● **DIRECTIONS**
Answer these questions from the passage below on combining weight management with CBT for depression:
1. How many female participants took part in the study?
2. What was the mean weight loss over the 16 weeks?
3. According to the passage, what presents an opportunity for equitable access in both rural and urban centers?

In recent years, cognitive behavioral therapy (CBT) has been a widely accepted treatment for symptoms of major depressive disorder. Researchers have since wondered whether these practices can be applicable in the behavioral therapies aimed at diminishing rates of obesity in the population [3]. In one study, the short-term efficacy of combined behavioral weight management and CBT for depression were tested [3]. The 12 female participants received weekly group therapy for 16 weeks, led by a clinical psychologist. The first 90 minutes was dedicated to weight management strategies. Participants were educated on self-monitoring, stimulus control, setting calorie goals, and safe fitness techniques. In the second half, CBT was applied to treat depressive symptoms. Participants were taught to identify their negative conscious thoughts and core beliefs on body image and self-worth [3]. 


Over the course of the 16 weeks, there was a mean weight loss of 10.4 kg (equal to a reduction of 11.4% of initial weight), and depression scores were significantly decreased as well. While these findings do garner optimism for alternative, non-pharmaceutical treatment, researchers acknowledge the need for a larger, randomized control trial to establish the full efficacy of the combinatorial treatment plan [3]. 


One critical limitation of the study was the demographic of participants used. These individuals represented those from higher socioeconomic status, with sufficient access to primary care facilities [3]. For many across the U.S., such availability is not always present, as health is often determined by environmental factors well beyond control of the patient. While such practices may not seem feasible at first, the rising prevalence of telehealth presents an opportunity for equitable access in both rural and urban centers. Behavioral therapy and CBT by way of telehealth thus presents an opportunity to deviate from the conventional treatment regiments focused purely on pharmaceutical treatment [8].

● **INFORMATION SUPPLIED**
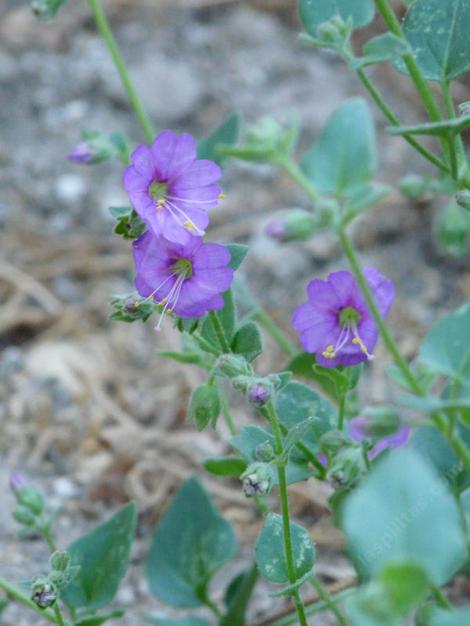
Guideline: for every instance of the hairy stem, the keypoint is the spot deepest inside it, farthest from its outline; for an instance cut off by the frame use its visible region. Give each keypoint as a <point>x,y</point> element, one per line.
---
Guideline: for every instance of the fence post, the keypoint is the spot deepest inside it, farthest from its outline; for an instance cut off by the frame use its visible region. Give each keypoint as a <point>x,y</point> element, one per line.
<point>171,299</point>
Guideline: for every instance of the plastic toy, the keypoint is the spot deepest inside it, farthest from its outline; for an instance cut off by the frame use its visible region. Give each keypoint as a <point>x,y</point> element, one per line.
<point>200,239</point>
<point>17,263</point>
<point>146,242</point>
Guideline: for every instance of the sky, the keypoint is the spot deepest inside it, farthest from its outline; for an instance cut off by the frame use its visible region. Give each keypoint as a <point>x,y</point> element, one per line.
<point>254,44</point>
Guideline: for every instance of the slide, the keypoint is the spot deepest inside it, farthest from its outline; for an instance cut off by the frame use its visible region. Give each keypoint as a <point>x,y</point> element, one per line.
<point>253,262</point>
---
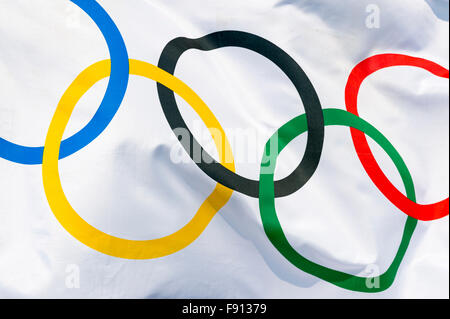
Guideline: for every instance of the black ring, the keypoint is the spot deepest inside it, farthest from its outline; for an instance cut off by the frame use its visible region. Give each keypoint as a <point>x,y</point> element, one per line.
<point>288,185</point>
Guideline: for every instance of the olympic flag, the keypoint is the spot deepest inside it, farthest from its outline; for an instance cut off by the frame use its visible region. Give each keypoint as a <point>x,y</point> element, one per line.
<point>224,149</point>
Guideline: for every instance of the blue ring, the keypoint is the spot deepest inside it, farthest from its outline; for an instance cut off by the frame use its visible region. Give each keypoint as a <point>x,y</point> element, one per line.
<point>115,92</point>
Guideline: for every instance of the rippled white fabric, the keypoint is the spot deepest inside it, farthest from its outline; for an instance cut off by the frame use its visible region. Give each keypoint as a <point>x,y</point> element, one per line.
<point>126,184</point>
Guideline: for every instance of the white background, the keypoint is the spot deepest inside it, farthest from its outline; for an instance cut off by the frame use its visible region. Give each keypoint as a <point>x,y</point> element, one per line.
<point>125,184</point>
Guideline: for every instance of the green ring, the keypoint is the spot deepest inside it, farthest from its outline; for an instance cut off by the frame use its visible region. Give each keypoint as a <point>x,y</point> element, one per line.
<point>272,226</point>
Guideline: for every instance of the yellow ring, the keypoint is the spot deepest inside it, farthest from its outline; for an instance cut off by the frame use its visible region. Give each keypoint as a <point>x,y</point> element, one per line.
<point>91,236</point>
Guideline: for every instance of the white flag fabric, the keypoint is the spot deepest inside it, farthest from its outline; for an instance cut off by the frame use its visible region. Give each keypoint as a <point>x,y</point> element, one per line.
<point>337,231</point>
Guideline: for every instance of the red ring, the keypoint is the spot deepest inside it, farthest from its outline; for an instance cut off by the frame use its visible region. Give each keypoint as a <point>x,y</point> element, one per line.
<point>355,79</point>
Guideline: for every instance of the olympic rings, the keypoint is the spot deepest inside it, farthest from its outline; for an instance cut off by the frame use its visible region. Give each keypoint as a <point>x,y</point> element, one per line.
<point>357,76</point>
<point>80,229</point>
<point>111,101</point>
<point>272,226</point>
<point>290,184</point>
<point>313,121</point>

● **RESPONSE AREA**
1. 12
2. 10.4 kg, equal to a reduction of 11.4% of initial weight
3. The rising prevalence of telehealth